■ **Exercise goal**
Write out everything from the first line of the data down through the line containing "pixel 712 464" as a JSON list of strings, with one string per line and blank lines skipped.

■ **Records for this exercise**
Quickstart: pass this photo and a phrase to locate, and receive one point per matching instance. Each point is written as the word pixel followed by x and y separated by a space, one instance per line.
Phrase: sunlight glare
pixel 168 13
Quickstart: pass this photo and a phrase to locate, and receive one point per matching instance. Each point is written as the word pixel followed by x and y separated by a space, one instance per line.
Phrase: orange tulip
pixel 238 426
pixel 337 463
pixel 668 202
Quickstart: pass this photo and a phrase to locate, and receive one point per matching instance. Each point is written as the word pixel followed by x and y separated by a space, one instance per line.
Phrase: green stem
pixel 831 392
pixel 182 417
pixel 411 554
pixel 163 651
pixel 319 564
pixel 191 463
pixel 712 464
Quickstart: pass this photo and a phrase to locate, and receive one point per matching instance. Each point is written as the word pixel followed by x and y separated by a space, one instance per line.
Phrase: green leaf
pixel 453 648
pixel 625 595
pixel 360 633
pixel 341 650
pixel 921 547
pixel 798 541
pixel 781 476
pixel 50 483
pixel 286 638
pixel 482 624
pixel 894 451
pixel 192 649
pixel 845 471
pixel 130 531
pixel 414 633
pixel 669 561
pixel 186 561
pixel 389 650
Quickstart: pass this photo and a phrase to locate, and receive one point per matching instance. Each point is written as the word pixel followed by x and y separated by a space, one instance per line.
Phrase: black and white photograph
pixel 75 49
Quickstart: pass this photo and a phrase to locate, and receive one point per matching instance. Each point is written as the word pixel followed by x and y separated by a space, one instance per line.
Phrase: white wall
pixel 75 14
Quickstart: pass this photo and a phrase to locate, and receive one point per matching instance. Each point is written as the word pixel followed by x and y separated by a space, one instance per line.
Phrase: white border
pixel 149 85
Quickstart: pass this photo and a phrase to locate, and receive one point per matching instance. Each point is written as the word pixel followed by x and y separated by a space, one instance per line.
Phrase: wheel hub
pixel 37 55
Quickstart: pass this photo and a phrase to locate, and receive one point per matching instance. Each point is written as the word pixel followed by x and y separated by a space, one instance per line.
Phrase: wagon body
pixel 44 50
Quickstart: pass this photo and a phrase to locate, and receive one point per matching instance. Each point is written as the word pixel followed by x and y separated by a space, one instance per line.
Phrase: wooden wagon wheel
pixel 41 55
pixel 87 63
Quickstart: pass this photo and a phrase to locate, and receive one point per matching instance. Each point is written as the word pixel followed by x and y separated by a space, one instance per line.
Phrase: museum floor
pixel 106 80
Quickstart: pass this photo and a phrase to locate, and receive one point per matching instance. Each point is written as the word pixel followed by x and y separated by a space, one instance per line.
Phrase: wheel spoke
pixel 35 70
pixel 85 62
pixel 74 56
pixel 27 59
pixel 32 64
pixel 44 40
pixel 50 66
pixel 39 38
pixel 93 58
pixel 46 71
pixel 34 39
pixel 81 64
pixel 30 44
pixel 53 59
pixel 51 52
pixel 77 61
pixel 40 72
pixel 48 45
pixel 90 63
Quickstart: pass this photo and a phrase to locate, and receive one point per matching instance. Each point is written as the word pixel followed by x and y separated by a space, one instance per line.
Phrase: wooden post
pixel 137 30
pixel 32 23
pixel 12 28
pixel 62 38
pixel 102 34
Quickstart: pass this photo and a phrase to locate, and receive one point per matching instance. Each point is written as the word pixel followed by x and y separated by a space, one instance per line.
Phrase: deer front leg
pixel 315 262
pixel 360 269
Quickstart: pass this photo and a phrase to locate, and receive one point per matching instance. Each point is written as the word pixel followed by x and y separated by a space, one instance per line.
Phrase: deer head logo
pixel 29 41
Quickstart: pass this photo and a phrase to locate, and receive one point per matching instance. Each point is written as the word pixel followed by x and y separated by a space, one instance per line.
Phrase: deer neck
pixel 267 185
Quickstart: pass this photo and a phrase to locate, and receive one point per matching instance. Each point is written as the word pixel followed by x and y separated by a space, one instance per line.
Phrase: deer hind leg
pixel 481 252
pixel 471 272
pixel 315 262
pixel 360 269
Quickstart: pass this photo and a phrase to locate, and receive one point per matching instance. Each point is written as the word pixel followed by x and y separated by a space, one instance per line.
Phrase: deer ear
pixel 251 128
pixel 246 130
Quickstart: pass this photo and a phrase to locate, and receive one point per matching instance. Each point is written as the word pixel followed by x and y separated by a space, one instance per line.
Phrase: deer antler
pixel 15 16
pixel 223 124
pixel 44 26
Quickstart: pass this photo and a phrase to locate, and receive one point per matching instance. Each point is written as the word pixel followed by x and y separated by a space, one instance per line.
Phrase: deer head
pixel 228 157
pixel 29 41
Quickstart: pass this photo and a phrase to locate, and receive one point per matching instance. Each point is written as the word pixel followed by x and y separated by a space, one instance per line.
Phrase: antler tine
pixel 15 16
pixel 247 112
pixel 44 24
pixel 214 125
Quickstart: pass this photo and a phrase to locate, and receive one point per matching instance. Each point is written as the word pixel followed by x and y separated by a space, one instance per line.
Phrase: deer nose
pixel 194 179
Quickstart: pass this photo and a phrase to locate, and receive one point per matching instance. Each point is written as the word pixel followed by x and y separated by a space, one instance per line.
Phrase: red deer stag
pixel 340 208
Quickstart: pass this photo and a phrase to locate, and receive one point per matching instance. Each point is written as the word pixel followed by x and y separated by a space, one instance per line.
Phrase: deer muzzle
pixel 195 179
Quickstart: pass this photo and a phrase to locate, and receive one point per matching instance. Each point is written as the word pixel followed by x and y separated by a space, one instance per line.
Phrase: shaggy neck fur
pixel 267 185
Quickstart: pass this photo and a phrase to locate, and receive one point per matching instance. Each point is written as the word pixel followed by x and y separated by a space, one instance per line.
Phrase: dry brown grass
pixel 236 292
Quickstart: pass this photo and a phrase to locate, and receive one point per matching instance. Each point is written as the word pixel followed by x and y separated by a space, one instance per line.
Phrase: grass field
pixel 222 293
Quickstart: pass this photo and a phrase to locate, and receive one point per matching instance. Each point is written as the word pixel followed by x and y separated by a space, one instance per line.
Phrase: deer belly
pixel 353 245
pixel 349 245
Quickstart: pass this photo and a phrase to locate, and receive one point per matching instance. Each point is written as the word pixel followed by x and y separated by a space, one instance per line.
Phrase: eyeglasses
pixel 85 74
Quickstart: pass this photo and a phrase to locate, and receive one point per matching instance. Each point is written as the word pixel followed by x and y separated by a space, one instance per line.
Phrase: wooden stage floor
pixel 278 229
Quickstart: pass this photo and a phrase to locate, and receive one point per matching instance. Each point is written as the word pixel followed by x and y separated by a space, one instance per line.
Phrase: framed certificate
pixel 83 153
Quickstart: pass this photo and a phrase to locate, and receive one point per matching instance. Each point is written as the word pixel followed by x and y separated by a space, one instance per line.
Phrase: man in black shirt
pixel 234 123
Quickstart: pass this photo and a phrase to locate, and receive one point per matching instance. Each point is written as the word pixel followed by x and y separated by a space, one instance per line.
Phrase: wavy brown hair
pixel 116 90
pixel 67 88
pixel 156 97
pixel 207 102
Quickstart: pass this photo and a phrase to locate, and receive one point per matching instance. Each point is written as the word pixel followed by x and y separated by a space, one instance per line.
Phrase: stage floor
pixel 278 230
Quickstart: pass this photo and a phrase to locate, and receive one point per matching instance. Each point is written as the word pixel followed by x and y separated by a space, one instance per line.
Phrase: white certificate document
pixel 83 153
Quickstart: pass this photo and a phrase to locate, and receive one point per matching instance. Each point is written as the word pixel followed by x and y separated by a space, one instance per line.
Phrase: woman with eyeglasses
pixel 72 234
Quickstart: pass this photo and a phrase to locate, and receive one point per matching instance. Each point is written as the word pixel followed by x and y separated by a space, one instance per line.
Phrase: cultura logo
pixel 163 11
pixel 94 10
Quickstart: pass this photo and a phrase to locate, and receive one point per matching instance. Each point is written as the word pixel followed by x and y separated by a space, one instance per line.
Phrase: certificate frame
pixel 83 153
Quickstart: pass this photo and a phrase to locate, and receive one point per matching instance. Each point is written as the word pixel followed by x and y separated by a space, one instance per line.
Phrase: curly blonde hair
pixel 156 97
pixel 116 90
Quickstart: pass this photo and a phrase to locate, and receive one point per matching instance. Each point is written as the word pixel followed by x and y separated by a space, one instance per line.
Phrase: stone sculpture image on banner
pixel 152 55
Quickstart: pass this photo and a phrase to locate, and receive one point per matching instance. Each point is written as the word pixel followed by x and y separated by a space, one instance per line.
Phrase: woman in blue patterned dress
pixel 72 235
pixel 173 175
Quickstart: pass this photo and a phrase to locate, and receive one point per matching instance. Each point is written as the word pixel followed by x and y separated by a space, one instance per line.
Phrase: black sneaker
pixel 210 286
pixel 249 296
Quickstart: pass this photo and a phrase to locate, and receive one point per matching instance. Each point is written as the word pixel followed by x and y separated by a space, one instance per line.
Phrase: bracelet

■ **Answer to the exercise**
[
  "Quickstart: pass this photo and a phrase to locate, and receive one point per matching instance. Each point is written as the word pixel followed by x and y separated by a space, one instance per line.",
  "Phrase: sunlight glare",
  "pixel 168 13",
  "Quickstart: pass this photo and a phrase to locate, and receive one point per matching instance. Each point is written as the word pixel followed by x and y separated by a space, one instance per line.",
  "Phrase: orange tulip",
  "pixel 238 426",
  "pixel 337 463",
  "pixel 668 202",
  "Quickstart: pass this photo and a phrase to locate, and receive one point per matching instance. Each point is written as the word pixel followed by x and y separated by a space, one instance per line.",
  "Phrase: green stem",
  "pixel 831 392",
  "pixel 182 417",
  "pixel 411 554",
  "pixel 163 651",
  "pixel 319 564",
  "pixel 191 463",
  "pixel 712 464"
]